Blueprint: ECB repeats concerns about commercial real estate’s impact on banks, London office market produces more negative headlines, Coima brings aboard GIC for ‘brown-to-green’ strategy

With the US celebrating Thanksgiving, PERE's attention has been dominated by events in Europe, with the European Central Bank repeating concerns over the indebtedness of the commercial real estate sector; the office malaise in London leading to further headlines about building loan sales at a discount; important tenants undertaking strategic reviews about reducing their workplace footprints; and more besides in today's briefing, exclusively for our valued subscribers.

They said it

“The deal business is not totally in mothballs and these things start again”

Blackstone chairman and chief executive officer Stephen Schwarzman told Bloomberg TV yesterday the New York-based mega-manager had agreed large real estate deals in both Europe and the US in recent weeks.

What’s new

ECB: in its second report of the year the central bank repeated concerns over the resilience of banks’ loan books, with real estate losses potentially making an ‘adverse scenario’ worse.(Image: Getty)

ECB gets real on real estate

Fears of contagion in the banking system from a collapse in real estate values, which have been rumbling for most of this year, have been stoked yet again by the European Central Bank’s latest assessment. In its twice-yearly Financial Stability Review published last week, the ECB wrote “real estate firms are vulnerable to losses in the current environment, with consequences for the resilience of banks’ loan books.” Large losses for real estate firms could also “significantly amplify an adverse scenario” and lead to “systemically relevant losses being incurred in the banking system.” Investment funds and insurers could subsequently be impacted, wrote the bank.

But the grave tone of the ECB’s announcement contrasts with the Bank of England’s assessment last month, which focused more on problems in China’s property market than in the UK. It also suggests a fear greater than what real estate firms themselves may be feeling. Indeed, when speaking with affiliate title Real Estate Capital Europe in the summer, industry commentators were keen to draw a distinct line between the possibility of contagion in the US, where regional banks are highly exposed to commercial real estate and office vacancy rates are disproportionately high, and Europe, where the real estate lending pool is more nuanced and diversified among institution types.

Aiming for the Starz 

Despite 2023 proving tricky for managers with credit strategies to plug the refinancing gap, one opinion gaining traction as the year rounds out is that banks, in light of more clarity on interest rates, are starting to apply pressure on borrowers to find new lenders or sell assets. With this in mind, news on November 22 that Abu Dhabi’s sovereign wealth fund Mubadala Investment Company has contributed an undisclosed amount of anchor capital to mid-market lender Starz Real Estate’s latest debt fund looks nicely timed.

The Starz Orion Capital fund will be used to target senior, mezzanine, bridge and non-performing loan opportunities. Loans of between €30 million and €60 million in size are expected to be issued from the vehicle. The London-headquartered manager will top up Mubadala’s commitment, giving it total funds of €300 million to deploy. Depicting the opportunity ahead, Starz’s director Alexandre Bretz told affiliate title Real Estate Capital Europe in October: “Valuers are lowering values by 10 percent but on certain assets that should be between 25-30 percent, and that is not just down to interest rate rises but because of dramatic changes in the way real estate is used.”

• [INFORMATION SUPPLIED]
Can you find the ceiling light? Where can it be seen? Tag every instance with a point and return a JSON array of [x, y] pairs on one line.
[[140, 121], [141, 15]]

• [WRITTEN EXERCISE A]
Answer these from the real estate briefing:
(i) On which TV outlet did Stephen Schwarzman speak?
(ii) How often does the ECB publish its Financial Stability Review?
(iii) How much will Starz have in total to deploy from the Starz Orion Capital fund?
• [WRITTEN EXERCISE B] Write out the part of the real estate briefing word for word, starting with "Despite 2023 proving" and going on through "looks nicely timed.".
The listing has nothing to do with the real estate briefing.

• [EXPECTED OUTPUT A]
(i) Bloomberg TV
(ii) Twice a year
(iii) €300 million

• [EXPECTED OUTPUT B]
Despite 2023 proving tricky for managers with credit strategies to plug the refinancing gap, one opinion gaining traction as the year rounds out is that banks, in light of more clarity on interest rates, are starting to apply pressure on borrowers to find new lenders or sell assets. With this in mind, news on November 22 that Abu Dhabi’s sovereign wealth fund Mubadala Investment Company has contributed an undisclosed amount of anchor capital to mid-market lender Starz Real Estate’s latest debt fund looks nicely timed.